- Exercise requirements
Decide whether each statement below agrees with the oil discussion. Answer yes or no for each, and quote the exact words from the text that settle it.
1. The East Texas Field still produces oil.
2. Less than half of the original oil in place in the East Texas Field remains there.
3. Initial estimates of a field's size made before drilling has fully outlined it can lead to overly pessimistic predictions.

- Passage
◆ ◆ ◆ ◆ ◆ ◆ ◆
I can point to multiple examples of the HL method being correct, especially for large producing regions.
Take your pick.
I am in agreement with this statement. It matters much less to the world whether it is two trillion bbls or four which is ultimately recovered than it does whether the rate of production in ten years time is 105 mb/d or 65 mb/d. The former is of passing interest, the latter is of profound significance.
It is my opinion that our ability to extract oil from the earth at ever greater rates is geologically bound right now. The world is producing pretty much flat out. If things go wrong, which they have a tendency to do from time to time this will further impede production.
As producing oilfields become smaller and more remote the EROEI will become less and less. Many of the methods which are employed in depleted fields here in the US will not be viable in many areas. Thus the rate at which we are producing in the short-term could be negatively affected. This does not mean that at some point this oil will not be recovered, it merely means that production declines in the near term could be more substantial than is currently believed to be the case in some circles.
The greatest field of the lower 48 was the East Texas Field. It still produces, but with a 99% water cut. Over 50% of the original oil in place is still there, but it is almost uneconomic because of the high water cut and the age of the equipment.
In most of the world the smaller independents can't operate, and the Majors have too high an overhead to make a profit on economicially depleted fields. I suspect we will be producing oil a very long time, but at levels that can't sustain our society and costs that are prohibitive for our lifestyle. Reserves in place are nice, but it is cheap oil that we are running out of rapidly.
Yes, we'll be pumping oil for a long time, no argument there.
But the notion that declining production necessarily means prohibitive costs contains one whale of an assumption--that in the future our lifestyle will be as dependent on oil as it is now. That's where I think the major changes will come--in finding much more oil-efficient ways to do things, especially fuel our transportation.
What exactly, in your view, is going to replace oil so that we can sustain our society?
However today's sophisticated equipment allows a much better judgment of the potential size of the field before much drilling has occurred. Those initial estimates are often made before drilling has fully outlined the field, but can lead to overly optimistic predictions. These subsequently meet the reality of borehole data, and the initial well touted estimates have then, often less publicly, to be reduced.
Michael Lynch has one complaint about Colin Campbell that I have always thought was actually a fair criticism. He says that Campbell complains about the lack of back dating when reserves growth occurs for an old oil discovery but doesn't recognize that today's discoveries will also experience reserve growth in the future. In other words, even if we only find 6 billion barrels of oil in 2006, by 2026 we may be tabulating these same discoveries as 12 or 15 billion barrels. Still not enough to keep up with the oil we burn, but enough to delay the peak significantly. I'm now wondering, however, if we'll see reserve growth of today's discoveries over the next few decades or is the reserve growth of yesterday's fields just an artifact of imperfect oil surveying methods in the past. I thought it had to do with oil companies wanting to be able to spread out the reporting of discoveries to hide bad exploration years.
I think I can answer it also in my big hairy long post.
Reserve growth post peak is basically not relevant nor are many of the near term project coming online. Think about it.
◆ ◆ ◆ ◆ ◆ ◆ ◆
- Given data
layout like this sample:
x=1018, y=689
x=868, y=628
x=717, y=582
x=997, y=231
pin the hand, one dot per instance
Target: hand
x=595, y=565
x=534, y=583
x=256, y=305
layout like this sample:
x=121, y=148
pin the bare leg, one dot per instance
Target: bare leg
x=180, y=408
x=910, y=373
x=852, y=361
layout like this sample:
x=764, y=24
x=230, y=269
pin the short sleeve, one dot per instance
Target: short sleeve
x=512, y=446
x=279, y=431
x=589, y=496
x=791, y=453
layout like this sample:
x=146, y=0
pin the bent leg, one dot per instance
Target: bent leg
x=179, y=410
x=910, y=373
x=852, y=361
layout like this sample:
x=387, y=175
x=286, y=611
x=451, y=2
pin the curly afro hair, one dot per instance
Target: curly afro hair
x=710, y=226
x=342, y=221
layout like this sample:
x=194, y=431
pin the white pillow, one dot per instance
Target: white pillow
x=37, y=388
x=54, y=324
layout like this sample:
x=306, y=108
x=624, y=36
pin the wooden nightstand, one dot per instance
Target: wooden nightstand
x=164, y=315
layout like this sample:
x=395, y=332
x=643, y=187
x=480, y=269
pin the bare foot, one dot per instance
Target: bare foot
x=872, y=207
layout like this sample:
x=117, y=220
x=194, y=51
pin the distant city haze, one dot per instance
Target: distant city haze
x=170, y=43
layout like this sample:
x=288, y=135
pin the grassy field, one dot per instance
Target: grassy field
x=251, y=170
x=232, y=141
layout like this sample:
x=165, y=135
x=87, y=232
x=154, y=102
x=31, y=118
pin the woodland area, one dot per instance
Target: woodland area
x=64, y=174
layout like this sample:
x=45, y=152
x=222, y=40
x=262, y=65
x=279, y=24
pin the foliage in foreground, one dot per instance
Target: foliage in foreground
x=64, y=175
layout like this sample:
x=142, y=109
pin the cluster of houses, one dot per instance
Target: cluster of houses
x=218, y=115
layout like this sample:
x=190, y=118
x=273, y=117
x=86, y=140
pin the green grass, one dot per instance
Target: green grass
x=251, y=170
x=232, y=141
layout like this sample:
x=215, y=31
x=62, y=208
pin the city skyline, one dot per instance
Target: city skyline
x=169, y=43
◆ ◆ ◆ ◆ ◆ ◆ ◆
- Result of the task
1. Yes: "It still produces, but with a 99% water cut."
2. No: "Over 50% of the original oil in place is still there"
3. No: "can lead to overly optimistic predictions."